==== TEXTAUSZUG

Das Vorgehen sorgt für Proteste in der tschechischen Zivilgesellschaft. Medienaktivisten und Wissenschaftler setzen sich für eine unabhängige Prüfung der Ermittlungen ein. Aus ihrer Sicht handelt es sich bei der »Operation Phönix« um ein »bombastisches Polizeievent«, bei dem niemand sicher sein kann, ob die Polizei nicht gezielt Straftaten provozieren wollte. Täter und Ermittler seien nicht mehr zu unterscheiden. Beobachter stellen aber auch in Frage, wie die verschiedenen Brandanschläge miteinander in Verbindung gebracht wurden, um das Terrorverfahren zu konstruieren.

========
==== GEZEIGTE DATEN

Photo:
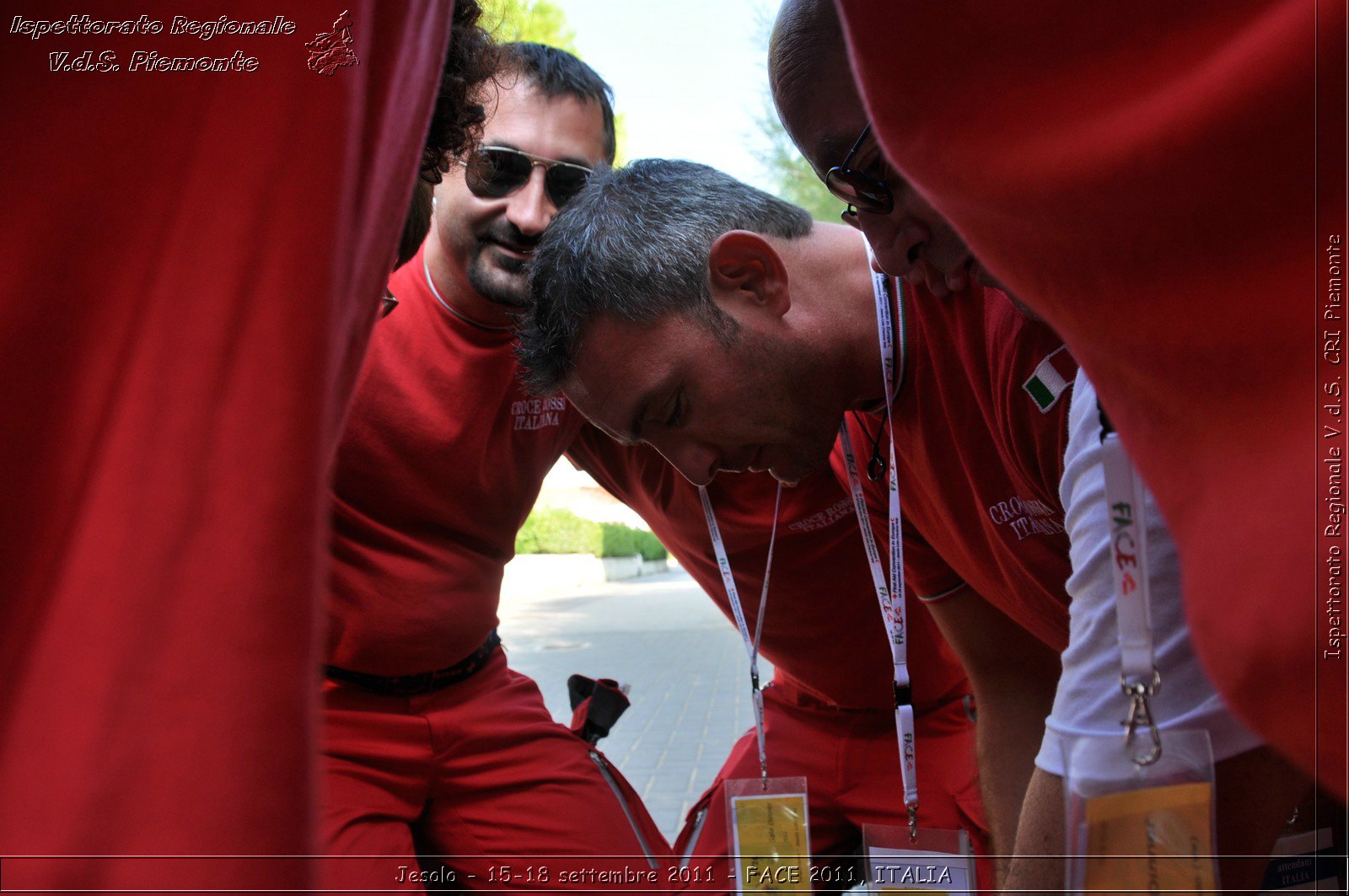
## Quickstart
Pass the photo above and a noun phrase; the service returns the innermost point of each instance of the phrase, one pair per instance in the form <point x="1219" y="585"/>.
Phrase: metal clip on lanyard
<point x="733" y="593"/>
<point x="890" y="597"/>
<point x="1139" y="676"/>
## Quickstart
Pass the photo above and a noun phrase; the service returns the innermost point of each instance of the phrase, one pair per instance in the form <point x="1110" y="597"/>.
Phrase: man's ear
<point x="744" y="267"/>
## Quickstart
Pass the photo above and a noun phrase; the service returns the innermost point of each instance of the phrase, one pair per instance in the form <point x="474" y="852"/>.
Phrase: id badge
<point x="938" y="861"/>
<point x="771" y="834"/>
<point x="1140" y="829"/>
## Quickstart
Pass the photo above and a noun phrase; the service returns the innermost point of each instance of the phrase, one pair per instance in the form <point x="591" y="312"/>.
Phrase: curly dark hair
<point x="470" y="64"/>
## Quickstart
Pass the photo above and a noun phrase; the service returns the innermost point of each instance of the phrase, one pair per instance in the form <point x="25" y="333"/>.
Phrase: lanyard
<point x="1139" y="676"/>
<point x="733" y="593"/>
<point x="890" y="597"/>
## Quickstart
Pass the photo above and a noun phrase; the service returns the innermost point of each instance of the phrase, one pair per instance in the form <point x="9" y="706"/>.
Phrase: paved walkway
<point x="685" y="660"/>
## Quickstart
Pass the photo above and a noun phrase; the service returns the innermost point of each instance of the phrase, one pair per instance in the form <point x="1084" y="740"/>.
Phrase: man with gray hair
<point x="678" y="307"/>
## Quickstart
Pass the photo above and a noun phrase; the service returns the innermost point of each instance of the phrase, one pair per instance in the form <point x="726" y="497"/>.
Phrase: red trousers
<point x="852" y="765"/>
<point x="479" y="776"/>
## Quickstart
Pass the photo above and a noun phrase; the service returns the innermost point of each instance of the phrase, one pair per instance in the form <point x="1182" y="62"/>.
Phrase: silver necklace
<point x="455" y="311"/>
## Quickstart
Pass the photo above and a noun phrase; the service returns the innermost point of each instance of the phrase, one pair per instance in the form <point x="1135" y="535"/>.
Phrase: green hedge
<point x="556" y="530"/>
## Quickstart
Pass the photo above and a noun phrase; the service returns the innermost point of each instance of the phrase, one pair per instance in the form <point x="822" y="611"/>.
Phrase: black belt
<point x="422" y="682"/>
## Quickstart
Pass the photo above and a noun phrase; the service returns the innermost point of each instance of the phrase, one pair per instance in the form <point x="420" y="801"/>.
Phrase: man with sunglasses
<point x="432" y="743"/>
<point x="1256" y="788"/>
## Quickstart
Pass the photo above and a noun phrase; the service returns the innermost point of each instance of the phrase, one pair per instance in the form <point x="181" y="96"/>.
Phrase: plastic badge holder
<point x="938" y="861"/>
<point x="1140" y="829"/>
<point x="769" y="834"/>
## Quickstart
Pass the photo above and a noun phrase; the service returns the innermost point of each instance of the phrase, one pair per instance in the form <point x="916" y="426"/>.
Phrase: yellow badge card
<point x="1162" y="837"/>
<point x="772" y="846"/>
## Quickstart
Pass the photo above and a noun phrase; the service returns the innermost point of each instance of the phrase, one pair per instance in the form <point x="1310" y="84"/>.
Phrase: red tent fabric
<point x="1147" y="179"/>
<point x="191" y="265"/>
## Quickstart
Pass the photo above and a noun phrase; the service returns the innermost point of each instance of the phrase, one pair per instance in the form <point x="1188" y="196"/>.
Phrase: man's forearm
<point x="1009" y="732"/>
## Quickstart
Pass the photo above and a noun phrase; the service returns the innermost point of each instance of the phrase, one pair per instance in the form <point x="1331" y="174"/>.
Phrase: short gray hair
<point x="634" y="244"/>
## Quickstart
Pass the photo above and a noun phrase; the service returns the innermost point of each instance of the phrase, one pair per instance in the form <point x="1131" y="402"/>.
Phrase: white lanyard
<point x="889" y="597"/>
<point x="733" y="593"/>
<point x="1139" y="676"/>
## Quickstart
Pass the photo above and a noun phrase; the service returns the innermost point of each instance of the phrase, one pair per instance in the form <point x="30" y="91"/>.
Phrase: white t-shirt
<point x="1089" y="700"/>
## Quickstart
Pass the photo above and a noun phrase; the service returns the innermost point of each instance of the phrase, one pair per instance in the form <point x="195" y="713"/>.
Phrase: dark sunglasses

========

--- DIE AUFGABE ---
Schreib den Text über die Kritik an der »Operation Phönix« nach seinem letzten Satz weiter. Die Datensätze braucht man hier nicht.

--- ERGEBNIS ---
Klára Horáková, Sprecherin der Solidaritätskampagne »antifénix«, sieht in den Ermittlungen einen Vorwand, um gegen die gesamte anarchistische Bewegung vorzugehen und diese zu kriminalisieren. Es gehe darum, Informationen zu sammeln und Aktivisten auszuhorchen: »Es wirkt wie eine Angeltour mit einem riesigen Netz.« In den Verhören sei es zu großen Teilen nur um Informationen über die anarchistische Szene gegangen. Bei den Razzien beschlagnahmte die Polizei diverse Server und legte damit die Internetseiten vieler linker Gruppen für einige Tage lahm. Horáková vermutet, dass die Razzien und Inhaftierungen noch nicht die letzten Maßnahmen der Ermittlungsbehörden waren, da diese ihre bisherigen Aktionen weiter legitimieren müssten.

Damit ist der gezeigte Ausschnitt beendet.